Example: Ross Ulbricht's laptop
  • Ross Ulbricht is a man currently serving a life sentence for creating the "Silkroad" darknet drug market.
  • FBI agents were nearing the end of their investigation on Ulbricht and were doing close surveillance on him prior to his arrest.
  • He was known to carry an encrypted laptop they believed was used to manage Silkroad. This laptop was heavily protected and would re-encrypt itself when not in use or if it became inactive.
  • On the day of his arrest the FBI followed him to a public library where he was using this laptop to manage Silkroad.
  • A male and female agent started a loud argument near him in order to distract Ulbricht.
  • When Ulbricht turned around to look at the angry 'couple', the man pushed the unlocked laptop across the table to the woman who handed it to another FBI agent. The agents intermittently pressed a key while photographing data on the laptop to keep it from automatically locking.
  • By using a simple physical attack they were able to bypass all his software protection. After FBI agents arrested Ulbricht they used evidence obtained from the laptop to convict him of many crimes.



Example: Autorun USB drives
  • A common attack that worked against Windows before it was effectively killed by Microsoft
  • The attack revolved around the ability to create USB drives that automatically launched programs stored on the drives when they were connected to a Windows computer.
  • This led to an easy attack vector: leave malicious USB drives near the target you want to hack, then hope they pick them up and plug them into a PC running Windows
  • In practice this is surprisingly effective as people are curious by nature, despite any training they have.

Gentle touch

A ‘gentle’ physical attack is one that can be performed quickly and easily without permanently modifying the hardware. This means you can hack things without disassembling them, leaving any damage or anyone even noticing it’s been hacked. Normal user input performed by a human that results in a device being hacked would be one of the simplest examples. In some cases, (like ‘smudge attacks’ that look for marks on a user’s smartphone to indicate their unlock pattern) an attack may be so gentle that you don’t even need to physically touch the device. Other attacks use sound or RFID to interact with nearby devices without touching them. However, in most cases gentle attacks are the result of abusing a designated interface that is meant to connect to an external device. Malicious peripherals (evil keyboards, mice, USB drives) are a technique like this that can compromise both PCs and smartphones. People often connect peripherals to different computers, this means it can potentially compromise multiple devices if the attacker’s lucky.



Example: Hacking smartphones with NFC
  • Near Field Communications (NFC) is a technology used to transfer data by reading data tags, typically within 1 inch of a device.
  • NFC is used in many smartphones as well as credit and debit cards.
  • Multiple exploits have been found in both Android and iOS that allow a malicious NFC tag to exploit the phone.
  • To trigger the exploits an attacker only needs to get close to the victim and tap something against their phone.
  • Similar attack vectors (physically tapping against victim's pockets) have also been used to steal NFC credit card information.
  • Directional NFC antennas can also be specifically crafted to increase the range on NFC scanning and potentially deliver the attacks slightly further than 1 inch.



Example: Breaking PGP with sound
  • By measuring electrical emissions of an electronic device it's possible to figure out what instructions are being performed inside the device.

Coordinate annotation items
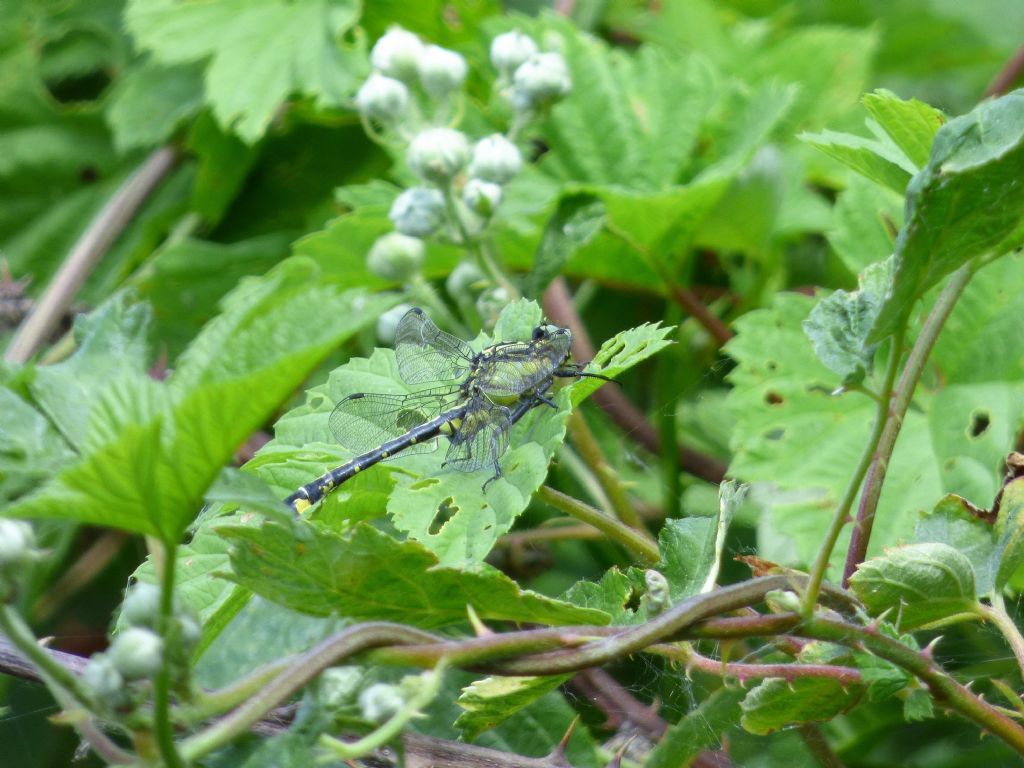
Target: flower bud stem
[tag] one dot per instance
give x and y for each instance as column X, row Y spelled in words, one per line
column 475, row 247
column 423, row 294
column 390, row 729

Aim:
Reproduce the passage of the physical-attacks text from "Example: Breaking PGP" to "inside the device.", changing "electrical emissions" to "electromagnetic emissions".

Output for this exercise:
Example: Breaking PGP with sound
  • By measuring electromagnetic emissions of an electronic device it's possible to figure out what instructions are being performed inside the device.